Mal Lust, etwas anderes zu machen, als immer nur zu biken? Dann haben wir einen Tipp: Wir waren im Paznaun, zwischen Ischgl und Galtür, und haben eine Kombination aus E-Bike fahren, Wandern und Klettern ausprobiert. Witzige Sache und eine willkommene Abwechslung, oder mehr noch: eine spaßige Erweiterung der Freizeitaktivitäten.
Ischgl kennt man vom Wintersport oder durch die E-Bike WM für Jedermann. Vor zwei Jahren waren wir vor Ort und haben einen Spotcheck in Ischgl mit dem E-Bike gemacht. Damals sind wir an zwei Tagen zwei coole Biketouren gefahren, die ein atemberaubendes Panorama bereithielten, und waren ziemlich begeistert von der Gegend. Wilde Felsenwände, saftig grüne Wiesen, schmale Trails und gutes Essen – all dies bietet die Gegend um Ischgl.
In diesem Jahr wollten wir Neuland betreten und eine Kombination aus Biken, Wandern und sogar Klettern auf einem Klettersteig ausprobieren. Der Tourismusverband Paznaun hat hierfür genau die passenden Touren parat und betitelt diese Spielarten als Bike & Hike und Bike & Climb. Sehr treffend, wie wir finden. Sinn dieser Unternehmungen ist es, verschiedene Bergsportarten miteinander sinnvoll zu kombinieren und damit das Ganze spannender und attraktiver zu gestalten.
Wer kennt es nicht: Eine Wandertour beinhaltet immer einen schönen, spannenden, anspruchsvollen Teil – meist der finale Anstieg auf den Gipfel –, und einen langweiligen Teil, denn irgendwie muss ja erstmal zum Fuße des Gipfels hinkommen. Oftmals führen breite Schotterpisten in die Täler hinein oder hinauf zu einer Berghütte, von wo die Wanderung dann erst richtig losgeht. Wer würde nicht gern den langweiligen Part des Schotterweg-hinauf-Latschens gegen etwas Schnelleres, Entspannteres austauschen?

■ **Angezeigte Datensätze**
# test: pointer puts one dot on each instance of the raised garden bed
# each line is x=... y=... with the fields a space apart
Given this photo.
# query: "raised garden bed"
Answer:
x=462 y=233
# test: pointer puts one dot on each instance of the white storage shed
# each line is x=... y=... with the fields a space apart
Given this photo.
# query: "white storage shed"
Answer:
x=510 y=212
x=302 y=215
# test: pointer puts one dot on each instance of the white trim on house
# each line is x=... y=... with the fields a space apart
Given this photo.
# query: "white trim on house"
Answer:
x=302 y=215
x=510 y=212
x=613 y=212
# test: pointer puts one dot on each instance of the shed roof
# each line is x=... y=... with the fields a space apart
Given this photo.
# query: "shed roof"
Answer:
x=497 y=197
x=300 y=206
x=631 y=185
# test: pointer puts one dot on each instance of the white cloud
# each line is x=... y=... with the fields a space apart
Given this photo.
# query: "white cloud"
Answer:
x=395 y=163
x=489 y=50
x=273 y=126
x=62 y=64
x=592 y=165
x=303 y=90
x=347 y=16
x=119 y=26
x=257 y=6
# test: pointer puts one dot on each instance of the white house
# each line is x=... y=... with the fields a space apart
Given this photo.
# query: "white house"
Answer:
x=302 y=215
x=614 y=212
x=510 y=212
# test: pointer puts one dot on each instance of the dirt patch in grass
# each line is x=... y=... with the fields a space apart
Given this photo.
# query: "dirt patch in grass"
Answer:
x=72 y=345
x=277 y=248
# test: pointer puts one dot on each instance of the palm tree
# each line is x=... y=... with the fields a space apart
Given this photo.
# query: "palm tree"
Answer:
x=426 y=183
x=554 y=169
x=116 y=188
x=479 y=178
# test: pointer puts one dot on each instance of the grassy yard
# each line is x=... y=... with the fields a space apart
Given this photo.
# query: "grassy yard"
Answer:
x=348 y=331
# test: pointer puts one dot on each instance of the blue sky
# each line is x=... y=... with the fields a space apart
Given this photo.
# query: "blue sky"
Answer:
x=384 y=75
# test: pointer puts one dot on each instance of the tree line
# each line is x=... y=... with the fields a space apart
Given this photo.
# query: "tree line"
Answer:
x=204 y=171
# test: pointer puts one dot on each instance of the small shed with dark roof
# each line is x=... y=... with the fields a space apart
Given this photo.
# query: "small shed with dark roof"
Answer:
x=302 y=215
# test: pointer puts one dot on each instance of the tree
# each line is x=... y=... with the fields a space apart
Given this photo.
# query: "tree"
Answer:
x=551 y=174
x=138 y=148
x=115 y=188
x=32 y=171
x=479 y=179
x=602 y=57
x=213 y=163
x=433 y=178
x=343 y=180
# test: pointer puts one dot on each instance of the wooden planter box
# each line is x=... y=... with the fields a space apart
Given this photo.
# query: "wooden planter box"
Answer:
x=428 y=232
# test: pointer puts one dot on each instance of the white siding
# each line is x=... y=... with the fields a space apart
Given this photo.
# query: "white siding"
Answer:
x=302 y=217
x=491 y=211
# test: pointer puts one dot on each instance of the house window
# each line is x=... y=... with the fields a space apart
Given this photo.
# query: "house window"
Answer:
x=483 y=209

■ **Gestellte Aufgabe A**
Geben Sie den Textauszug beginnend mit „Mal Lust, etwas“ und fortlaufend bis „Gegend um Ischgl.“ wieder, wobei Sie „Wintersport“ gegen „Skisport“ austauschen.
■ **Gestellte Aufgabe B**
Unter welchen Bezeichnungen bietet der Tourismusverband Paznaun laut Textauszug die kombinierten Touren an?
■ **Gestellte Aufgabe C**
Fassen Sie den Textauszug in zwei Sätzen zusammen.

■ **Richtige Lösung A**
Mal Lust, etwas anderes zu machen, als immer nur zu biken? Dann haben wir einen Tipp: Wir waren im Paznaun, zwischen Ischgl und Galtür, und haben eine Kombination aus E-Bike fahren, Wandern und Klettern ausprobiert. Witzige Sache und eine willkommene Abwechslung, oder mehr noch: eine spaßige Erweiterung der Freizeitaktivitäten.
Ischgl kennt man vom Skisport oder durch die E-Bike WM für Jedermann. Vor zwei Jahren waren wir vor Ort und haben einen Spotcheck in Ischgl mit dem E-Bike gemacht. Damals sind wir an zwei Tagen zwei coole Biketouren gefahren, die ein atemberaubendes Panorama bereithielten, und waren ziemlich begeistert von der Gegend. Wilde Felsenwände, saftig grüne Wiesen, schmale Trails und gutes Essen – all dies bietet die Gegend um Ischgl.

■ **Richtige Lösung B**
Bike & Hike und Bike & Climb.

■ **Richtige Lösung C**
Im Paznaun zwischen Ischgl und Galtür wurde eine Kombination aus E-Bike-Fahren, Wandern und Klettern ausprobiert, wofür der Tourismusverband Paznaun die Touren Bike & Hike und Bike & Climb bereithält. Ziel ist es, verschiedene Bergsportarten sinnvoll zu verbinden und so spannender zu gestalten, zumal der Weg über breite Schotterpisten zum Ausgangspunkt einer Wanderung oft deren langweiliger Teil ist.